• [Directions for this task]: Present every line of the listing below as a JSON list of strings, with one string per line and blank lines omitted.

• [Provided data]:
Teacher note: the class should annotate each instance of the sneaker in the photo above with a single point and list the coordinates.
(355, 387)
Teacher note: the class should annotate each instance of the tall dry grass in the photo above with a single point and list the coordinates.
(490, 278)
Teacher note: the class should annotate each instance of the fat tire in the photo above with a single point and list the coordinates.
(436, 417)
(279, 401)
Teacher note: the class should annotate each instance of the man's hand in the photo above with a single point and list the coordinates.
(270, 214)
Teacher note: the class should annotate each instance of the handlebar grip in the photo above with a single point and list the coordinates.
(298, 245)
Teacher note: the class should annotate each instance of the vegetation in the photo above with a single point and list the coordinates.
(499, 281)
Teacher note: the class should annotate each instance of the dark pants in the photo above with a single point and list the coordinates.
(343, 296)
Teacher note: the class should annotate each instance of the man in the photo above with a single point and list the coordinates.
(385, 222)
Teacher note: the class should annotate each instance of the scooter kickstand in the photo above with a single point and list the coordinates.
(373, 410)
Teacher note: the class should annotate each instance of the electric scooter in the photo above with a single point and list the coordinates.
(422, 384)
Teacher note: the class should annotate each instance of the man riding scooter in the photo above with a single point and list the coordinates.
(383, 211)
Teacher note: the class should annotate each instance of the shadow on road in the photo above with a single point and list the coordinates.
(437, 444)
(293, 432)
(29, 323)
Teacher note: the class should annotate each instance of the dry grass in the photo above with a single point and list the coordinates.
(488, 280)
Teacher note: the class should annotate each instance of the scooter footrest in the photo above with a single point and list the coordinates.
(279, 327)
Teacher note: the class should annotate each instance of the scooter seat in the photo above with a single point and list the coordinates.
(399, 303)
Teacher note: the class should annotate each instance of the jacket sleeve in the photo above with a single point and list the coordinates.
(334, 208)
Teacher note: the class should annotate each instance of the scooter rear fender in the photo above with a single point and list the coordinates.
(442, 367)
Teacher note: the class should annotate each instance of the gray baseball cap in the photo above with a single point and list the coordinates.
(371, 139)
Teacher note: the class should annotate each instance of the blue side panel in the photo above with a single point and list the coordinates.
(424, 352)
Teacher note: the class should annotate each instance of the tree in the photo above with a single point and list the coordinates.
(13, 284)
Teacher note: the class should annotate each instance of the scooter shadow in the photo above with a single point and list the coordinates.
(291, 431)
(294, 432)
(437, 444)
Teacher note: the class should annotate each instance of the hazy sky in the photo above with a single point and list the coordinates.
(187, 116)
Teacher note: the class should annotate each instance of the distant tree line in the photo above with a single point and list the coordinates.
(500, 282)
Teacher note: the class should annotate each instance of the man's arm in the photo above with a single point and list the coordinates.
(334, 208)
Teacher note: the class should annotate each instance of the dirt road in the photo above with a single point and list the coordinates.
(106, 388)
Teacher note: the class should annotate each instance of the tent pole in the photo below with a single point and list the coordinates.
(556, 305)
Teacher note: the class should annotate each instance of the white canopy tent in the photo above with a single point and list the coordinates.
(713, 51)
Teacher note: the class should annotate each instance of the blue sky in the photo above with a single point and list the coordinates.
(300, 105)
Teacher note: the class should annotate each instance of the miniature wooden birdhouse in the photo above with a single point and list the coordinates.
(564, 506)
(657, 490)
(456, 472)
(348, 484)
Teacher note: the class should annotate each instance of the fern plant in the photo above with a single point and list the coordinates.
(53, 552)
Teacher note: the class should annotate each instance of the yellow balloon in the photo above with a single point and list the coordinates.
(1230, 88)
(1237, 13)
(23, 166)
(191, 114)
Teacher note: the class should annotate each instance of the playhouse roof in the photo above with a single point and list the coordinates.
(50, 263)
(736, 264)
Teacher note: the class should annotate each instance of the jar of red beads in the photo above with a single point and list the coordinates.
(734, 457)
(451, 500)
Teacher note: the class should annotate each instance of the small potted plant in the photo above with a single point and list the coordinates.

• [Answer to this task]:
[
  "Teacher note: the class should annotate each instance of the sneaker in the photo above with a single point and list the coordinates.",
  "(355, 387)",
  "Teacher note: the class should annotate each instance of the tall dry grass in the photo above with a single point and list the coordinates.",
  "(490, 278)",
  "Teacher note: the class should annotate each instance of the fat tire in the photo above with a single point and list the coordinates.",
  "(436, 417)",
  "(279, 401)",
  "Teacher note: the class should annotate each instance of the man's hand in the photo above with a single point and list the coordinates.",
  "(270, 214)",
  "Teacher note: the class should annotate each instance of the handlebar grip in the photo above with a single point and list the coordinates.",
  "(298, 245)",
  "Teacher note: the class should annotate each instance of the vegetation in the photo above with a single point and list the coordinates.",
  "(499, 281)",
  "Teacher note: the class should annotate each instance of the dark pants in the photo above with a single point and list the coordinates.",
  "(343, 296)",
  "Teacher note: the class should annotate each instance of the man in the photo above with a single point and list the coordinates.",
  "(385, 222)",
  "Teacher note: the class should annotate each instance of the scooter kickstand in the photo above with a single point and list the coordinates.",
  "(373, 410)",
  "Teacher note: the class should annotate each instance of the electric scooter in the photo above with a single point and list the coordinates.",
  "(422, 384)",
  "Teacher note: the class should annotate each instance of the man riding scooter in the photo above with a single point and list the coordinates.",
  "(383, 211)",
  "Teacher note: the class should annotate each instance of the shadow on road in the photo above with a single point and list the coordinates.",
  "(437, 444)",
  "(293, 432)",
  "(29, 323)",
  "Teacher note: the class should annotate each instance of the dry grass in the photo above with a single point and list the coordinates.",
  "(488, 280)",
  "Teacher note: the class should annotate each instance of the scooter footrest in the photo above with a single point and list the coordinates.",
  "(279, 327)",
  "Teacher note: the class should annotate each instance of the scooter seat in the photo above with a single point and list the coordinates.",
  "(399, 303)",
  "Teacher note: the class should annotate each instance of the jacket sleeve in the photo above with a single point and list the coordinates.",
  "(334, 208)",
  "Teacher note: the class should annotate each instance of the scooter rear fender in the photo above with a single point and list the coordinates.",
  "(442, 367)",
  "Teacher note: the class should annotate each instance of the gray baseball cap in the photo above with a single point and list the coordinates.",
  "(371, 139)",
  "Teacher note: the class should annotate each instance of the blue side panel in the photo above with a single point and list the coordinates.",
  "(424, 352)",
  "Teacher note: the class should annotate each instance of the tree in the photo above with a single point and list the coordinates.",
  "(13, 284)",
  "Teacher note: the class should annotate each instance of the scooter shadow in the photo above with a single point and list the coordinates.",
  "(291, 431)",
  "(294, 432)",
  "(437, 444)",
  "Teacher note: the class should annotate each instance of the hazy sky in the photo above with a single point and list the coordinates.",
  "(187, 116)",
  "Teacher note: the class should annotate each instance of the distant tree line in the photo above with a single point and list the coordinates.",
  "(500, 282)",
  "Teacher note: the class should annotate each instance of the man's arm in the photo above with a single point and list the coordinates.",
  "(334, 208)",
  "Teacher note: the class should annotate each instance of the dirt road in the photo above with a single point and list the coordinates.",
  "(106, 388)",
  "Teacher note: the class should annotate each instance of the tent pole in the photo below with a single point and list the coordinates.",
  "(556, 305)",
  "Teacher note: the class should annotate each instance of the white canopy tent in the photo above with a single point and list the coordinates.",
  "(713, 51)",
  "Teacher note: the class should annotate each instance of the blue sky in the photo above with a single point and list the coordinates.",
  "(300, 105)",
  "Teacher note: the class should annotate each instance of the miniature wooden birdhouse in the photo above with a single point and list the coordinates.",
  "(564, 506)",
  "(657, 490)",
  "(456, 472)",
  "(348, 484)",
  "Teacher note: the class should annotate each instance of the fern plant in the photo above with a single point and list the coordinates.",
  "(53, 552)",
  "Teacher note: the class should annotate each instance of the yellow balloon in the photo above with a single point and list the coordinates.",
  "(1230, 88)",
  "(1237, 13)",
  "(23, 166)",
  "(191, 114)",
  "Teacher note: the class should annotate each instance of the playhouse roof in the photo above with a single point and list the coordinates.",
  "(50, 263)",
  "(736, 264)",
  "Teacher note: the class should annotate each instance of the jar of red beads in the photo above with a single point and list the coordinates.",
  "(734, 457)",
  "(451, 500)",
  "Teacher note: the class should annotate each instance of the small potted plant in the photo above with a single point and list the coordinates."
]